▶ **Exercise goal**
Each entry must be reproduced precisely as it stands.

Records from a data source
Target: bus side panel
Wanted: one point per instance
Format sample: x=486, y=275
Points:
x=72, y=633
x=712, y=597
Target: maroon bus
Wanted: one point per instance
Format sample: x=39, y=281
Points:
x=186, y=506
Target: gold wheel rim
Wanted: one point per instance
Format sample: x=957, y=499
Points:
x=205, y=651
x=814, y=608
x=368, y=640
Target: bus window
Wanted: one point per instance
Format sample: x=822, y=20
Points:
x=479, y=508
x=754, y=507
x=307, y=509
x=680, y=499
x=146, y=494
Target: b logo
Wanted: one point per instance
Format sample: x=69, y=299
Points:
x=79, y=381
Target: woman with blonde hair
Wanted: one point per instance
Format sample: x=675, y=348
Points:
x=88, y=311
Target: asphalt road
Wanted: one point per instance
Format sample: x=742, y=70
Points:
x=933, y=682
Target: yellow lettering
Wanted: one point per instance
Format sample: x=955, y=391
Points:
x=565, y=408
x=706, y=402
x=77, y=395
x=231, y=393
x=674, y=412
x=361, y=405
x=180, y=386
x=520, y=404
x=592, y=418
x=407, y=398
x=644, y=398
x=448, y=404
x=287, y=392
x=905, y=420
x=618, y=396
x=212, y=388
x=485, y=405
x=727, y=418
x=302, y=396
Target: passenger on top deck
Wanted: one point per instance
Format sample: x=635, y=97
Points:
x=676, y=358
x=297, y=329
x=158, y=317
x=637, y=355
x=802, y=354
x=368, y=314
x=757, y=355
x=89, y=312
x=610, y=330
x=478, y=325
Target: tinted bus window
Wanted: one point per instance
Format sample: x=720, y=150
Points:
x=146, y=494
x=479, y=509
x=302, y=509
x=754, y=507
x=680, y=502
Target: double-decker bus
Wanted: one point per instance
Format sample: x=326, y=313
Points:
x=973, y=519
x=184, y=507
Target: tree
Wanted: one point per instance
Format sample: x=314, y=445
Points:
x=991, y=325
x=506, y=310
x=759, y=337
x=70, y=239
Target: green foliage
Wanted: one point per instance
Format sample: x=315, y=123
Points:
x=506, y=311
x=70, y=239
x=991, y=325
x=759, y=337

▶ **Task answer**
Target: bus side panel
Wanted: one point per instance
Format sample: x=486, y=275
Points:
x=72, y=633
x=712, y=597
Target: maroon bus
Wanted: one point per instance
Format sample: x=39, y=281
Points:
x=186, y=506
Target: gold wheel rim
Wanted: one point per instance
Format sample: x=957, y=499
Points:
x=205, y=651
x=814, y=608
x=368, y=640
Target: bus window
Wanted: one point per instance
Format sample: x=822, y=20
Points:
x=479, y=508
x=754, y=507
x=307, y=509
x=680, y=499
x=146, y=494
Target: b logo
Wanted: one point per instance
Format sample: x=69, y=299
Points:
x=79, y=381
Target: woman with blonde hair
Wanted: one point per instance
Format sample: x=675, y=348
Points:
x=88, y=311
Target: asphalt road
Wanted: one point per instance
Format sample: x=742, y=70
Points:
x=933, y=682
Target: yellow lettering
Wanted: one point per instance
Format sample: x=955, y=391
Points:
x=565, y=408
x=706, y=402
x=77, y=395
x=231, y=393
x=674, y=412
x=361, y=405
x=180, y=386
x=520, y=404
x=592, y=418
x=407, y=398
x=644, y=398
x=448, y=404
x=287, y=392
x=905, y=420
x=618, y=396
x=212, y=388
x=485, y=405
x=727, y=418
x=302, y=396
Target: passenger on top deck
Wanted: one point per instance
Format sample: x=635, y=97
Points:
x=676, y=358
x=297, y=329
x=158, y=317
x=637, y=355
x=802, y=354
x=368, y=314
x=757, y=355
x=89, y=312
x=610, y=330
x=478, y=325
Target: tinted bus window
Wanted: one point per instance
Format sample: x=720, y=150
Points:
x=146, y=494
x=479, y=509
x=302, y=509
x=754, y=507
x=680, y=502
Target: double-decker bus
Wanted: one point per instance
Format sample: x=326, y=313
Points:
x=973, y=519
x=184, y=507
Target: tree
Wanted: one point per instance
Format sample: x=314, y=445
Points:
x=991, y=325
x=506, y=310
x=759, y=337
x=70, y=239
Target: green foliage
Wanted: one point per instance
Format sample: x=315, y=123
Points:
x=506, y=311
x=70, y=239
x=991, y=325
x=759, y=337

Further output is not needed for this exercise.